— Work to complete —
Copy every line of the material from its start through the line that contains "51], [180, 54]]", shifting each vertex coordinate in the answers by -63. Leave all other text on those lines unchanged.
-------- Listing --------
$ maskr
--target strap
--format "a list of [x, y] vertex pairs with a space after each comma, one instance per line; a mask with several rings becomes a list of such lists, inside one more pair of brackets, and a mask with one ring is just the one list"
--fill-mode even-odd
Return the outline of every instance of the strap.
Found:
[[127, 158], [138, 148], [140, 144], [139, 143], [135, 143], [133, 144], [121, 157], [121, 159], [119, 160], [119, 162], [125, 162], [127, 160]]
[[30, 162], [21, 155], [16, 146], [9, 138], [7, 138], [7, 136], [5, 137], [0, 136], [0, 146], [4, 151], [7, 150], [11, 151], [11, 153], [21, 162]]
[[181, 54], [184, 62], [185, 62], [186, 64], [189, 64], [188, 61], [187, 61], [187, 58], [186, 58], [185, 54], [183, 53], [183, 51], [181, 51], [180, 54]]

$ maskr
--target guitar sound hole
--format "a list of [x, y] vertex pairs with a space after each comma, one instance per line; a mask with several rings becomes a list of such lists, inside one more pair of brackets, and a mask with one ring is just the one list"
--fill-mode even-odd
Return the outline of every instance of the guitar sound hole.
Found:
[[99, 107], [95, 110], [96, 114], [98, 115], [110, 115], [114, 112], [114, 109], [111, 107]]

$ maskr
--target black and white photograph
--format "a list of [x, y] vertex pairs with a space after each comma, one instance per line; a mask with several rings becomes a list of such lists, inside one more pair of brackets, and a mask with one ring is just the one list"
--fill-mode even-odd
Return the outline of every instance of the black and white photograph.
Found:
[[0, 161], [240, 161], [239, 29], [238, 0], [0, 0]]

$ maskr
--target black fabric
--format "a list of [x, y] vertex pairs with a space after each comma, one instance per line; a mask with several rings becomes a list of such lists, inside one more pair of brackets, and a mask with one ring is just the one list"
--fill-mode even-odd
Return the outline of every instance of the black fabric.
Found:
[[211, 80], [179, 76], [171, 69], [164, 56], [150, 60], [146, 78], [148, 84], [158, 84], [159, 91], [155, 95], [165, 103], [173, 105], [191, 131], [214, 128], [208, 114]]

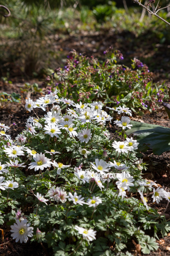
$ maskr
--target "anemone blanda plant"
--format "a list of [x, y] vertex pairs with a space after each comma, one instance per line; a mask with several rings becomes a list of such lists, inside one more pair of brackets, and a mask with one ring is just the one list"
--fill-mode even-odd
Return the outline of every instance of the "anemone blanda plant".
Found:
[[[149, 207], [150, 202], [139, 192], [146, 184], [141, 173], [146, 167], [136, 157], [138, 143], [131, 138], [125, 139], [122, 128], [128, 129], [128, 125], [133, 128], [126, 116], [131, 116], [131, 110], [118, 106], [122, 123], [127, 121], [127, 125], [120, 126], [120, 139], [113, 142], [106, 128], [108, 122], [113, 123], [108, 110], [112, 110], [104, 108], [103, 103], [75, 103], [60, 98], [57, 89], [51, 92], [36, 101], [39, 105], [36, 115], [36, 108], [29, 106], [35, 105], [31, 99], [26, 102], [31, 115], [26, 120], [21, 137], [13, 141], [1, 137], [0, 204], [2, 211], [8, 213], [6, 216], [2, 213], [0, 222], [9, 218], [16, 241], [30, 242], [30, 239], [47, 242], [54, 253], [64, 252], [67, 244], [67, 256], [73, 252], [78, 256], [84, 254], [87, 249], [91, 255], [101, 253], [98, 246], [101, 248], [101, 243], [104, 245], [102, 253], [108, 248], [109, 253], [114, 253], [109, 246], [112, 243], [117, 254], [134, 237], [144, 252], [143, 244], [148, 239], [145, 230], [149, 223], [153, 226], [153, 220], [157, 220], [153, 230], [165, 234], [170, 228], [164, 214]], [[66, 106], [64, 111], [63, 105]], [[39, 108], [43, 108], [44, 115], [39, 114]], [[1, 126], [2, 131], [7, 128]], [[21, 138], [22, 145], [17, 146]], [[149, 200], [159, 203], [164, 199], [168, 205], [167, 191], [154, 190], [154, 183], [144, 186], [153, 189]], [[23, 210], [21, 213], [20, 207], [27, 209], [30, 204], [27, 215]], [[143, 216], [147, 216], [147, 226]], [[154, 238], [147, 241], [148, 248], [157, 248]]]

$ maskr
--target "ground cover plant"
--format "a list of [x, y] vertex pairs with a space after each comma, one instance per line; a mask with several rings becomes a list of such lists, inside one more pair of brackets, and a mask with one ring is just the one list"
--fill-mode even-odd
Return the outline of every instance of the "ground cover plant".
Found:
[[[60, 93], [26, 100], [30, 116], [14, 141], [0, 124], [2, 227], [11, 226], [16, 242], [47, 243], [55, 255], [129, 256], [132, 240], [144, 254], [156, 250], [155, 238], [170, 230], [170, 194], [142, 178], [138, 143], [124, 132], [133, 128], [131, 110]], [[114, 121], [116, 140], [105, 125], [113, 111], [122, 116]], [[163, 198], [160, 214], [151, 207]]]

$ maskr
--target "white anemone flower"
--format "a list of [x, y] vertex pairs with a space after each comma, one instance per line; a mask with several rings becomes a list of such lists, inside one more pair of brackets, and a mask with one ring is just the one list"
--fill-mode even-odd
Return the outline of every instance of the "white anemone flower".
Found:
--------
— The completed task —
$ maskr
--target strap
--format "a list of [x, y] vertex pairs with a space after each comma, one instance per line; a mask with several rings becomes a list of such lists, inside one more pair of brackets, and a mask with one ring is just the one list"
--fill-mode even-odd
Return the outline of every instance of the strap.
Found:
[[64, 95], [75, 85], [77, 81], [76, 80], [72, 80], [70, 81], [58, 94], [58, 96], [56, 97], [56, 99], [62, 99], [64, 97]]
[[-33, 99], [-42, 92], [-47, 83], [-54, 75], [-56, 75], [-56, 73], [-58, 74], [-63, 73], [-63, 83], [-59, 88], [-56, 87], [-52, 88], [-52, 90], [-42, 99]]
[[118, -9], [121, -1], [122, -1], [123, 1], [126, 1], [125, -2], [124, -2], [124, -5], [123, -5], [122, -9], [120, -10], [120, -12], [118, -12], [117, -9]]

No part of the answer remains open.